§ **WRITTEN REQUEST**
List every hyphenated word or compound that appears in the passage about Grand Illusion below.

§ **SELECTED EXCERPT**
-- Begin --

Jean Renoir’s most popular and well-known work, La Grande Illusion (Grand Illusion, 1937), is considered one of the all-time great anti-war films, but there is almost no combat portrayed. Instead, the action, set mostly in World War I German prisoner-of-war camps, concerns the escape efforts of several French officers confined in the camps. Made just before the onset of World War II, the film stands more as a testament to the brotherhood of mankind, than it does as an explicit depiction of the futility of war. But with the imminent threat of fascism sweeping across Europe at the time, the film’s ultimately humanistic message concentrates on the positive alternatives and avoids merely dwelling on the horrors of violence and suffering.

-- End --

[Coordinate labeling data]
-- Begin --

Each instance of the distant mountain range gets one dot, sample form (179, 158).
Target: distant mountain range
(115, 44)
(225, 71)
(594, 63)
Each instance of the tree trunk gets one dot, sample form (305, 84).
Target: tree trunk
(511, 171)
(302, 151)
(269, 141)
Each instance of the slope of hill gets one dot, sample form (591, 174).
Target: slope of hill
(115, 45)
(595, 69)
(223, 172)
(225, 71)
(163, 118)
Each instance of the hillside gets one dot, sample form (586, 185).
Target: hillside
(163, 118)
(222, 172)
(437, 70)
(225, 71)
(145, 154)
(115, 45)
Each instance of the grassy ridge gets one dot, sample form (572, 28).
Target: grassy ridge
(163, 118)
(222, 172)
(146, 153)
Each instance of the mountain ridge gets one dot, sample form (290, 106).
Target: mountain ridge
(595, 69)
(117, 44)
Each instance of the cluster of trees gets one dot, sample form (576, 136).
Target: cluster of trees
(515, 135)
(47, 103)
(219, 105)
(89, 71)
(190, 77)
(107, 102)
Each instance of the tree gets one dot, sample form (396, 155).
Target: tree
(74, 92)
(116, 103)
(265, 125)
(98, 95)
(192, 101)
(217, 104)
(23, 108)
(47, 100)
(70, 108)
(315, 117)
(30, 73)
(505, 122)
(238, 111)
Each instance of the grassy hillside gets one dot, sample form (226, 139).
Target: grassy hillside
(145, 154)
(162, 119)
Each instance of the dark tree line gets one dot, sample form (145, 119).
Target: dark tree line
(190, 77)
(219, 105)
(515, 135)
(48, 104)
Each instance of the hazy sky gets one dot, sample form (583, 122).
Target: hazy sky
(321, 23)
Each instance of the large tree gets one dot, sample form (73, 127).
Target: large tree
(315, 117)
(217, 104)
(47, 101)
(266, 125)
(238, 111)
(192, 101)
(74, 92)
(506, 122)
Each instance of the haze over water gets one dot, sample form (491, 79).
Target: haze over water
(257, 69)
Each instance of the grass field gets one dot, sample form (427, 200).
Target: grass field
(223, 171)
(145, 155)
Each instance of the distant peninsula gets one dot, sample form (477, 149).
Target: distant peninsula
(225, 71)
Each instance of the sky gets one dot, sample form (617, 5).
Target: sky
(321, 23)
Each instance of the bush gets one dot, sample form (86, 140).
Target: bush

-- End --

§ **WORKED SOLUTION**
well-known, all-time, anti-war, prisoner-of-war